▶ _DOCUMENT TEXT_
==========

A millennial belief in a Holy God may have the effect of deepening the soul, but it is also obviously archaic, and modern influences would presently bring me up to date and reveal how antiquated my origins were. To turn away from those origins, however, has always seemed to me an utter impossibility. It would be a treason to my first consciousness to un-Jew myself. One may be tempted to go behind the given and invent something better, to attempt to reenter life at a more advantageous point. In America this is common, we have all seen it done, and done in many instances with great ingenuity. But the thought of such an attempt never entered my mind. Thus I may have been archaic, but I escaped the horrors of an identity crisis.
There were, however, other crises to face. As a high school boy reading The Decline of the West I learned that in Spengler’s view ours was a Faustian civilization and that we, the Jews, were Magians, the survivors and representatives of an earlier type, totally incapable of comprehending the Faustian spirit that had created the great civilization of the West, aliens whose adaptive strategies or mimicries were based on blind survival methods or deceits. Thus Disraeli, often called the greatest of nineteenth-century statesmen, didn’t actually know what he was doing.1 He could not naturally enter into the English spirit and he succeeded only by study and artifice.

==========

▶ _THE REQUEST_
Say whether each statement agrees with the passage above on the writer's Jewish origins, answering yes or no and quoting the deciding words of the passage: 1. The writer read The Decline of the West while in high school. 2. The writer often thought about reentering life at a more advantageous point. 3. In Spengler's view, the Jews were Faustians.

▶ _GIVEN DATA_
==========

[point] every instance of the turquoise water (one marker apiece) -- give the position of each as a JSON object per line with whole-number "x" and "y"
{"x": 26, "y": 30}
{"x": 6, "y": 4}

==========

▶ _ANSWER TO THE TASK_
1. Yes: "As a high school boy reading The Decline of the West"
2. No: "But the thought of such an attempt never entered my mind."
3. No: "we, the Jews, were Magians"